EXCERPT:
Significance of paper media
Reading is an important part of childhood. In the new media environment, children are endowed with richer reading resources and more flexible, diverse ways to read. A variety of enlightening gadgets, story-telling machines and reading-company robots have provided children with multitudinous stories and fairy tales that used to be told by parents.

With the help of the internet, they can read more kinds and greater numbers of books concerning science, literature, poetry and other areas, on varied terminals. Books and characters, sounds and pictures, and games and competitions can all be related to reading. “Reading books” has evolved to “listening to books” and “reading screens,” even to “playing with books.” This has substantially broadened children’s reading horizons and strengthened their cognitive and aesthetic appreciation abilities.

TASK DETAILS: In the passage on paper media, write out everything from "Significance of paper" down to "aesthetic appreciation abilities.", changing "gadgets" to "devices".

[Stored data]

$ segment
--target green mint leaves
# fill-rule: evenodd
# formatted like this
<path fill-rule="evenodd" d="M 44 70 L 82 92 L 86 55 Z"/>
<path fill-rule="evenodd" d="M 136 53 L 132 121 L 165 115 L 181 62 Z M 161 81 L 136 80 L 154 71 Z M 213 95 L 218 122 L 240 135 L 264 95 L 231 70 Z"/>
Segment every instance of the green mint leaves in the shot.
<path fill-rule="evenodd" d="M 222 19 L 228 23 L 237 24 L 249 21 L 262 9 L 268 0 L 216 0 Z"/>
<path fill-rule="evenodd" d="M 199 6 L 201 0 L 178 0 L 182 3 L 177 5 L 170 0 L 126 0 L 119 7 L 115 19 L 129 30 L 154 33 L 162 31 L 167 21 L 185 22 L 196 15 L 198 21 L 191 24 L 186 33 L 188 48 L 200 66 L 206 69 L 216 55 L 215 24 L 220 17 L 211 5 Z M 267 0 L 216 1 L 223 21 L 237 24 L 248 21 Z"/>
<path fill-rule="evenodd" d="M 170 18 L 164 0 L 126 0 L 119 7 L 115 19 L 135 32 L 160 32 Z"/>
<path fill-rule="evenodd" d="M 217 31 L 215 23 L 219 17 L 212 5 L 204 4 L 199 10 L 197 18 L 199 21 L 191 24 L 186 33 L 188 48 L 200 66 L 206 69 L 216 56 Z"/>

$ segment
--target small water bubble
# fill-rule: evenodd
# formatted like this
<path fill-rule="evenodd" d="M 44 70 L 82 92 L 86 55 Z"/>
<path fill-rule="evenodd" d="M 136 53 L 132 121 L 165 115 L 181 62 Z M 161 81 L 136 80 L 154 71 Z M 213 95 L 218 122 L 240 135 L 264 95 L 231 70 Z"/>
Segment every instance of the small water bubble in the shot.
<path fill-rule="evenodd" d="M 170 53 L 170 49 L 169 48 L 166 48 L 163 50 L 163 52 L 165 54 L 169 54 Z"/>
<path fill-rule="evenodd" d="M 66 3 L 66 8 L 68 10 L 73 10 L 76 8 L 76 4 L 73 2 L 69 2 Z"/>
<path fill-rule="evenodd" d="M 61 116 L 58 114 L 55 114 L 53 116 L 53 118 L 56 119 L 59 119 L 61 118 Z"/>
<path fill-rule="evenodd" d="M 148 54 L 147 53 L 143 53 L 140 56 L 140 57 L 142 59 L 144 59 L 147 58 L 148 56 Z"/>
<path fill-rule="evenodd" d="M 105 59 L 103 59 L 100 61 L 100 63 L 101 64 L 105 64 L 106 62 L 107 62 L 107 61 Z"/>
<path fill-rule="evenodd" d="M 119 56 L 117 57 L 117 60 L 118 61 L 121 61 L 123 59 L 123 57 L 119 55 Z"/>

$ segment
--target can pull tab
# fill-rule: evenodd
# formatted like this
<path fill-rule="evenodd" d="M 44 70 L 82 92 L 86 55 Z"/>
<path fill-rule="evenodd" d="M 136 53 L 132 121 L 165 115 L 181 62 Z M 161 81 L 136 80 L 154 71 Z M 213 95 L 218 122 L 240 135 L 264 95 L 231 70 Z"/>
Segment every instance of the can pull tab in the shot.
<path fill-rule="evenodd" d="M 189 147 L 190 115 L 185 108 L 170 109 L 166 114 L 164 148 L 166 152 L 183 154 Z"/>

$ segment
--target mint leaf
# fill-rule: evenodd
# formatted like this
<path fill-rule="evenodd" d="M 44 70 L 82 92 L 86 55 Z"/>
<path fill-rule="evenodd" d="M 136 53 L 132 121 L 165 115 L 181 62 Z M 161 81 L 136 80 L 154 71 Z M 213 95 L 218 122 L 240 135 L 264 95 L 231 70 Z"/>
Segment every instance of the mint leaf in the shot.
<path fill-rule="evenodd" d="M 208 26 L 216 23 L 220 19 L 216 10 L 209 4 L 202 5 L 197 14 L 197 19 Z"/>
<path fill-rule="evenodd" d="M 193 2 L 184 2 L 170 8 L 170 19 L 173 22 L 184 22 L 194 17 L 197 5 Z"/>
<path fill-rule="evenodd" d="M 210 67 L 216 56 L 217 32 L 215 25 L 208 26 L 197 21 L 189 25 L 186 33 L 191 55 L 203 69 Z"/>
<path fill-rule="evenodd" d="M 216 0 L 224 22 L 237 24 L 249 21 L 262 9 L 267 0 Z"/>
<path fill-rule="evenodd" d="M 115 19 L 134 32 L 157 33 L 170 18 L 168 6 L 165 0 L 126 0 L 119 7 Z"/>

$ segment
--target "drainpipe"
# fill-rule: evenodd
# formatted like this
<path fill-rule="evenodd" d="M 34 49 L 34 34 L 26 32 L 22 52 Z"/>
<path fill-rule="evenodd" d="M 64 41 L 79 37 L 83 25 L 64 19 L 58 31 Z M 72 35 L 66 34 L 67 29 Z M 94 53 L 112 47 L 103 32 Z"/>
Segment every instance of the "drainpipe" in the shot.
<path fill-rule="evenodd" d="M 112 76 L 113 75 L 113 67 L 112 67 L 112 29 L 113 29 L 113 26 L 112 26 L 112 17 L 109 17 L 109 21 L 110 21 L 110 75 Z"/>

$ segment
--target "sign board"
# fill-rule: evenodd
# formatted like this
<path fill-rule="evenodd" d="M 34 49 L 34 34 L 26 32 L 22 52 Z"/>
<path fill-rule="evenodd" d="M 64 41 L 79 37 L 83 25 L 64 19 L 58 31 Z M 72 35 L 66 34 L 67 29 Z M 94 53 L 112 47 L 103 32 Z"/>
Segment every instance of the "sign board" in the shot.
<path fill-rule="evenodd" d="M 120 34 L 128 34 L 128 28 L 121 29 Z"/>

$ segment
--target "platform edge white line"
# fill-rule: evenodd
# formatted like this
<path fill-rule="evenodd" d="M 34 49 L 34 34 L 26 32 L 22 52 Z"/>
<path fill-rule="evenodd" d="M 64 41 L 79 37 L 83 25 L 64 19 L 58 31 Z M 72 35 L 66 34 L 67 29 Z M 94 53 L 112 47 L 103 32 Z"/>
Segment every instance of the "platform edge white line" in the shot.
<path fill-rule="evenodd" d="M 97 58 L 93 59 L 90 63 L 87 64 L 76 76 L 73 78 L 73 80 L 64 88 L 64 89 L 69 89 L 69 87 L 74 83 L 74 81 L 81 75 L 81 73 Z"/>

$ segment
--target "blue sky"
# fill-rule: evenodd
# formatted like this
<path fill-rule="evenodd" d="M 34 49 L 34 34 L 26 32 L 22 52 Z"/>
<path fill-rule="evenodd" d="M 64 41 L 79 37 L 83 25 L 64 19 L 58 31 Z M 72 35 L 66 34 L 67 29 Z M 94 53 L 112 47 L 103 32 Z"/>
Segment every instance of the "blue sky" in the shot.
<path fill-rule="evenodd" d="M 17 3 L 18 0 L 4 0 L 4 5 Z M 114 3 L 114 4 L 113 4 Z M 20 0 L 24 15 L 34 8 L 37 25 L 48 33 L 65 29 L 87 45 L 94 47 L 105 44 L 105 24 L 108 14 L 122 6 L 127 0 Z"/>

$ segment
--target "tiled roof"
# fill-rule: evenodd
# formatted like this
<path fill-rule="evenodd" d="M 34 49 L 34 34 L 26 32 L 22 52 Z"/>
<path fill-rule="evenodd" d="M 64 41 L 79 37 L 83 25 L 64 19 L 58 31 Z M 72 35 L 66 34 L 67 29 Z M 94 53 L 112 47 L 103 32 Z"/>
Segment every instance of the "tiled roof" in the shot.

RESULT OF THIS TASK:
Significance of paper media
Reading is an important part of childhood. In the new media environment, children are endowed with richer reading resources and more flexible, diverse ways to read. A variety of enlightening devices, story-telling machines and reading-company robots have provided children with multitudinous stories and fairy tales that used to be told by parents.

With the help of the internet, they can read more kinds and greater numbers of books concerning science, literature, poetry and other areas, on varied terminals. Books and characters, sounds and pictures, and games and competitions can all be related to reading. “Reading books” has evolved to “listening to books” and “reading screens,” even to “playing with books.” This has substantially broadened children’s reading horizons and strengthened their cognitive and aesthetic appreciation abilities.